::: Extracted material
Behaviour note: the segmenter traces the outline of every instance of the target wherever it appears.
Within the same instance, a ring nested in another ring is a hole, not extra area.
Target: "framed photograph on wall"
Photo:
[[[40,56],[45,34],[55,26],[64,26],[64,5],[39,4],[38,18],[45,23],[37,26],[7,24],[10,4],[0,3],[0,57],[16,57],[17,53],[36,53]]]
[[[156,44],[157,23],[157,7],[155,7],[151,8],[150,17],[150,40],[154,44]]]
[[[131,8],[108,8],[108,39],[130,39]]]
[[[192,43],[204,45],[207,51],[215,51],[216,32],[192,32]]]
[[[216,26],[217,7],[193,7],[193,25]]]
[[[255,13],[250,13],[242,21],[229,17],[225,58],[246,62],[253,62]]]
::::::
Can you write out every line of the records above, requests included, with each polygon coordinate in the answers increased by 71?

Behaviour note: the segmenter traces the outline of every instance of the target wherever it appears.
Within the same instance, a ring nested in another ring is a hole, not extra area.
Target: "framed photograph on wall"
Photo:
[[[111,127],[116,105],[126,97],[135,97],[135,76],[110,75],[109,89],[116,94],[108,97],[78,95],[81,75],[71,74],[71,128],[87,128],[88,124],[107,124]]]
[[[227,115],[228,94],[228,78],[226,78],[222,79],[221,88],[221,111],[225,115]]]
[[[202,79],[179,79],[179,110],[201,110]]]
[[[263,114],[275,116],[278,122],[286,122],[287,103],[263,103]]]
[[[287,97],[288,78],[264,78],[264,96]]]
[[[326,84],[321,84],[313,92],[300,88],[296,129],[317,133],[324,133]]]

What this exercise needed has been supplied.